◆ **EXCERPTED PASSAGE**:
===

- Starring: Robert Mark (2-4)
- Edited by: Silvia Müller-Gregor (2) Sigrid Weidner, Eva Zeym (3) Waltraud Maass (5)
- Music by: Hans Hammerschmid, Roman Kwiatkowski (1) Jürgen Elert (2) Peter Weiner (3-5) Gerhard Heinz (4)
- Production company: Barbara-Film GmbH
- Distributed by: Gloria Film (1) Constantin Film (2-4) C. Schmidt/Ring Film Verleih (5)
- Country: West Germany
- Language: German

= Superbug (film series) =

Series of German children's films released in the 1970s

Superbug is a West German children's comedy film series released between 1971 and 1978, each concerning the adventures of a sentient Volkswagen Beetle and his driver companion. The eponymous film series, and its protagonist, is essentially similar to Disney's Herbie the Love Bug franchise which also concerned the exploits of a seemingly intelligent car, but unlike Herbie which uses magic to show off anthropomorphism, the Superbug instead uses modern technology to display signs of sentience. The Superbug series appeared to be an attempt by director and main actor Rudolf Zehetgruber to bring the "Love Bug" concept to Germany, where the Beetle originated, while giving it the flair of James Bond's gadget-equipped vehicles. The main human character is named Jimmy Bondi. In the first film, which is mainly set in Africa, Bondi inherits a yellow 1963 (1963 in the first film, 1970 in Return of Superbug and 1968 in Superbug, Super Agent) VW Beetle, which he names "Dudu" (pronounced doo doo as said in the first film's English dub, Superbug Goes Wild), the Swahili word for insect or beetle.

===

◆ **RECORD EXCERPTS**:
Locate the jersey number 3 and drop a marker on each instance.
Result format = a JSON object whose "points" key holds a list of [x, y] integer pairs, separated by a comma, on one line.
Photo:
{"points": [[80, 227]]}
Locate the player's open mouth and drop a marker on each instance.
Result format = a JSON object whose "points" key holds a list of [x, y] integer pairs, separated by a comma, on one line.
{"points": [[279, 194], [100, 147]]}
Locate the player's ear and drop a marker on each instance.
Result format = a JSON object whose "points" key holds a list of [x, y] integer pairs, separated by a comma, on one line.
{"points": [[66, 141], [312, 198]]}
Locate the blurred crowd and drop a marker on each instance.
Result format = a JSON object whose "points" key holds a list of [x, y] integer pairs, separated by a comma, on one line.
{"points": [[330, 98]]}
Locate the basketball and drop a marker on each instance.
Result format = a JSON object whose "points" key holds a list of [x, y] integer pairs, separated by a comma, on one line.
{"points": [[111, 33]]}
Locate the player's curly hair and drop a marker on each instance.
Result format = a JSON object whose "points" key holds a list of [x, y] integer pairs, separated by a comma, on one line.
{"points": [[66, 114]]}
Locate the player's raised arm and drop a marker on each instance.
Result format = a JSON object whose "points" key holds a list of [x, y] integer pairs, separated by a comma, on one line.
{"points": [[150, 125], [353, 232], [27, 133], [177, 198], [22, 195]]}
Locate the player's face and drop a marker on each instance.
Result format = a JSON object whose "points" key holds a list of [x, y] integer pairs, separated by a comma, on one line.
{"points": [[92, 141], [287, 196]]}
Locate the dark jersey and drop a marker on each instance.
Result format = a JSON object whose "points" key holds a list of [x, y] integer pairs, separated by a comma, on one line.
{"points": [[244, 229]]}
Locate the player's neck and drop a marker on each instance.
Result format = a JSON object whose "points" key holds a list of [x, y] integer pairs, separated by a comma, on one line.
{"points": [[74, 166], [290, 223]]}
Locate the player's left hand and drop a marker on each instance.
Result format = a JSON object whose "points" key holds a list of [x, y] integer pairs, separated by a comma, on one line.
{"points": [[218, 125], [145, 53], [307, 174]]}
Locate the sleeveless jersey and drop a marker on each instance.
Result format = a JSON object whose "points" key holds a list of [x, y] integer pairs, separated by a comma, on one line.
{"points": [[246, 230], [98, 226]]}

===

◆ **REQUIRED ACTIONS**:
1) In the Superbug film series text, what is the name of the main human character?
2) Retype the Superbug film series text, everything from "- Music by: Hans" down to "Film Verleih (5)".
3) Continue the text about the Superbug film series from its last sentence.

◆ **ANSWERS FOR THIS EXERCISE**:
1) Jimmy Bondi.

2)
- Music by: Hans Hammerschmid, Roman Kwiatkowski (1) Jürgen Elert (2) Peter Weiner (3-5) Gerhard Heinz (4)
- Production company: Barbara-Film GmbH
- Distributed by: Gloria Film (1) Constantin Film (2-4) C. Schmidt/Ring Film Verleih (5)

3)
The films were dubbed into English and first shown on Saturday and Sunday matinées in theaters in the late 1970s, then on various American UHF TV channels in the 1980s and 1990s. They have since been released on VHS and DVD.

== Movies ==

- Superbug Goes Wild (original title: Ein Käfer geht aufs Ganze ["A Beetle Goes All Out"], 1971)
- Superbug, Super Agent (original title: Ein Käfer gibt Vollgas ["A Beetle Goes Full Throttle"], 1972)
- Superbug Rides Again (original title: Ein Käfer auf Extratour ["A Beetle Takes A Ride"], 1973)
- The Maddest Car in the World (original title: Das verrückteste Auto der Welt ["The Craziest Car in the World"], 1975)
- Return of Superbug (original title: Zwei tolle Käfer räumen auf ["Two Awesome Beetles Clean Up"], 1978)

== Background ==
The model for the titular Superbug was Herbie from the Disney film franchise that started in 1968. The main difference between the two vehicles is that Herbie is portrayed as a magical Volkswagen in white racing livery, while in most of the Superbug movies, the Superbug is a computerized plain yellow Beetle with some elements of artificial intelligence. Some of the titles of the Superbug films were related to Herbie film titles, such as Superbug Rides Again being inspired by Herbie Rides Again.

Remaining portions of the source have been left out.